• **O que se pede**: Reproduza na íntegra, sem qualquer alteração, o texto sobre a história constitucional portuguesa.

======== Texto da página ========

D. João VI chega a convocar os três estados do Reino (clero, nobreza e povo), para se reunirem em cortes nos moldes do antigo regime.

A Constituição de 1822 teria, na sequência da revolução do Setembrismo, em 1836, uma curta e quase simbólica segunda vigência, de 10 de Setembro de 1836 a 4 de Abril de 1838, data do juramento da Constituição de 1838.

 

Retrato da Rainha D. Maria II, réplica do original de F. Krumholz, realizado em 1846

 


 Carta Constitucional de 1826

 

Depois da morte de D. João VI, em Abril de 1826, D. Pedro IV outorga a Carta Constitucional, onde ficam instituídas as Cortes Geraes, compostas pela Câmara dos Pares e pela Câmara dos Deputados; nomeia 72 pares do Reino para constituir a 1ª Câmara e determina a realização de eleições nos termos da Carta, vindo a abdicar, pouco tempo depois, na sua filha, a futura Rainha D. Maria II.

A Carta Constitucional consagra, como representantes da Nação, o Rei e as Cortes Gerais e procura um compromisso entre os ideais liberais expressos na anterior Constituição e as prerrogativas reais.

 
A Carta estatuiu um sistema bicameralista para as Cortes Gerais, sendo a Câmara dos Pares composta por membros vitalícios e hereditários, nomeados pelo Rei, sem número fixo, a que acresciam Pares por direito próprio, em virtude do nascimento ou do cargo.

 

Primeira página do discurso da Infanta Regente, D. Maria, na abertura das Cortes em 30 de Outubro de 1826

A 2ª Câmara, designada por Câmara dos Deputados, passa a ser eleita por sufrágio indirecto e censitário. Nas eleições primárias, em que se elegiam os Eleitores de Província, não se atribuía direito de voto, entre outros, aos menores de 25 anos (idade que poderia baixar para 21 anos, em casos pontuais) e aos "que não tiverem de renda líquida anual cem mil réis", mantendo-se as incapacidades eleitorais activas previstas na Constituição de 1822.

======== Material extraído ========

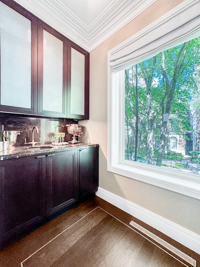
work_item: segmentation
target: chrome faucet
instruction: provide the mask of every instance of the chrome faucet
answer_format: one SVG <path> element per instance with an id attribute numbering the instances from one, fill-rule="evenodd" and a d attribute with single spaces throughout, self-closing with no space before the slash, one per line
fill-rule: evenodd
<path id="1" fill-rule="evenodd" d="M 34 141 L 34 130 L 35 129 L 36 130 L 36 132 L 37 133 L 39 133 L 39 131 L 38 131 L 38 128 L 37 126 L 33 126 L 33 127 L 32 129 L 32 141 L 31 142 L 29 142 L 28 143 L 26 142 L 26 138 L 25 138 L 25 142 L 24 143 L 25 145 L 27 145 L 27 144 L 31 145 L 32 146 L 34 146 L 36 144 L 39 144 L 41 143 L 40 142 L 40 138 L 39 138 L 39 142 L 35 142 Z"/>

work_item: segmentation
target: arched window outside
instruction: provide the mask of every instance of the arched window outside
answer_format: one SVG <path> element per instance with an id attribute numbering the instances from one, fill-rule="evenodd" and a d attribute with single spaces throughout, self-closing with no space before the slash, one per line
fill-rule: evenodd
<path id="1" fill-rule="evenodd" d="M 177 139 L 174 136 L 171 137 L 170 139 L 170 148 L 176 149 L 177 148 Z"/>

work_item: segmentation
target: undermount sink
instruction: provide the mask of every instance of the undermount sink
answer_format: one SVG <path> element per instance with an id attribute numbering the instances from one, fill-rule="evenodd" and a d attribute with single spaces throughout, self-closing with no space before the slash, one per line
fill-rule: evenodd
<path id="1" fill-rule="evenodd" d="M 26 148 L 26 149 L 32 149 L 41 150 L 42 150 L 48 149 L 49 148 L 52 148 L 53 147 L 52 146 L 28 146 Z"/>

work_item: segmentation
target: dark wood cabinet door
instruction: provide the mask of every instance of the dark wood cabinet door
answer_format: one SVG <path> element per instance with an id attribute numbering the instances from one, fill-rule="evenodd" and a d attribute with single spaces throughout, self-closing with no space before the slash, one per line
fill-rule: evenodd
<path id="1" fill-rule="evenodd" d="M 89 54 L 68 40 L 67 117 L 89 118 Z"/>
<path id="2" fill-rule="evenodd" d="M 38 113 L 67 117 L 68 39 L 38 22 Z"/>
<path id="3" fill-rule="evenodd" d="M 78 198 L 77 150 L 48 155 L 47 215 L 69 206 Z"/>
<path id="4" fill-rule="evenodd" d="M 36 114 L 37 18 L 13 1 L 0 5 L 0 111 Z"/>
<path id="5" fill-rule="evenodd" d="M 45 217 L 45 156 L 0 162 L 0 247 Z"/>
<path id="6" fill-rule="evenodd" d="M 98 147 L 79 150 L 80 193 L 94 193 L 98 186 Z"/>

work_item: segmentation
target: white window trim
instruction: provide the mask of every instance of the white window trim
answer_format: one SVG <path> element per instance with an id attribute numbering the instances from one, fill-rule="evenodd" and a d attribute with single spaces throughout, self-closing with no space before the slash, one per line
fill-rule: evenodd
<path id="1" fill-rule="evenodd" d="M 145 34 L 154 27 L 158 27 L 159 21 L 161 23 L 167 16 L 175 15 L 178 10 L 177 8 L 173 9 L 146 27 L 145 30 L 143 29 L 138 33 L 137 36 Z M 133 39 L 135 35 L 132 37 Z M 112 73 L 109 59 L 112 53 L 126 45 L 130 40 L 129 38 L 126 43 L 123 42 L 108 53 L 108 170 L 200 199 L 200 176 L 198 175 L 187 171 L 172 170 L 124 159 L 124 70 Z"/>

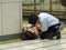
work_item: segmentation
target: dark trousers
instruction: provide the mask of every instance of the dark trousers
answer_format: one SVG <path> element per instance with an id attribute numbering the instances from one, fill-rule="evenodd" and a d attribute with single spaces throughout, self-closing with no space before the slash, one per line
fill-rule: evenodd
<path id="1" fill-rule="evenodd" d="M 47 31 L 44 31 L 40 34 L 41 39 L 53 39 L 56 37 L 56 39 L 61 39 L 61 31 L 59 31 L 61 23 L 54 24 L 47 29 Z"/>

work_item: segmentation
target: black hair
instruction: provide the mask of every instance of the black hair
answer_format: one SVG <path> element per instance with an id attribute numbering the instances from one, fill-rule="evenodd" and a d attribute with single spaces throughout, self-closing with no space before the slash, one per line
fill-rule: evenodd
<path id="1" fill-rule="evenodd" d="M 22 40 L 34 40 L 37 38 L 37 36 L 34 32 L 25 31 L 25 32 L 22 32 L 21 38 L 22 38 Z"/>
<path id="2" fill-rule="evenodd" d="M 38 17 L 37 17 L 36 14 L 32 13 L 32 14 L 30 14 L 30 17 L 29 17 L 29 23 L 35 24 L 36 21 L 37 21 L 37 19 L 38 19 Z"/>

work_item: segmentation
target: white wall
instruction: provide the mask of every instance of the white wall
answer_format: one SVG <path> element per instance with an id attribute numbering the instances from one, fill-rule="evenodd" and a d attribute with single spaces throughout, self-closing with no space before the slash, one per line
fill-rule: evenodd
<path id="1" fill-rule="evenodd" d="M 2 36 L 2 24 L 1 24 L 1 0 L 0 0 L 0 36 Z"/>
<path id="2" fill-rule="evenodd" d="M 1 14 L 1 11 L 0 11 L 0 14 Z M 0 31 L 3 31 L 2 32 L 3 36 L 21 32 L 22 1 L 21 0 L 2 0 L 2 18 L 0 16 L 0 19 L 2 19 L 2 30 Z M 1 28 L 1 24 L 0 24 L 0 28 Z"/>

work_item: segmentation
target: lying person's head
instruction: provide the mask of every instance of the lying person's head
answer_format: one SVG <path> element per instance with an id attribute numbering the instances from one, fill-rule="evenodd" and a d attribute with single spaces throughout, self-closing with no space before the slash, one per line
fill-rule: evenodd
<path id="1" fill-rule="evenodd" d="M 33 40 L 33 39 L 36 39 L 36 38 L 38 38 L 38 36 L 35 34 L 35 32 L 31 29 L 30 30 L 26 29 L 26 30 L 22 31 L 22 39 L 23 40 Z"/>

========

• **Resultado da tarefa**:
D. João VI chega a convocar os três estados do Reino (clero, nobreza e povo), para se reunirem em cortes nos moldes do antigo regime.

A Constituição de 1822 teria, na sequência da revolução do Setembrismo, em 1836, uma curta e quase simbólica segunda vigência, de 10 de Setembro de 1836 a 4 de Abril de 1838, data do juramento da Constituição de 1838.

 

Retrato da Rainha D. Maria II, réplica do original de F. Krumholz, realizado em 1846

 


 Carta Constitucional de 1826

 

Depois da morte de D. João VI, em Abril de 1826, D. Pedro IV outorga a Carta Constitucional, onde ficam instituídas as Cortes Geraes, compostas pela Câmara dos Pares e pela Câmara dos Deputados; nomeia 72 pares do Reino para constituir a 1ª Câmara e determina a realização de eleições nos termos da Carta, vindo a abdicar, pouco tempo depois, na sua filha, a futura Rainha D. Maria II.

A Carta Constitucional consagra, como representantes da Nação, o Rei e as Cortes Gerais e procura um compromisso entre os ideais liberais expressos na anterior Constituição e as prerrogativas reais.

 
A Carta estatuiu um sistema bicameralista para as Cortes Gerais, sendo a Câmara dos Pares composta por membros vitalícios e hereditários, nomeados pelo Rei, sem número fixo, a que acresciam Pares por direito próprio, em virtude do nascimento ou do cargo.

 

Primeira página do discurso da Infanta Regente, D. Maria, na abertura das Cortes em 30 de Outubro de 1826

A 2ª Câmara, designada por Câmara dos Deputados, passa a ser eleita por sufrágio indirecto e censitário. Nas eleições primárias, em que se elegiam os Eleitores de Província, não se atribuía direito de voto, entre outros, aos menores de 25 anos (idade que poderia baixar para 21 anos, em casos pontuais) e aos "que não tiverem de renda líquida anual cem mil réis", mantendo-se as incapacidades eleitorais activas previstas na Constituição de 1822.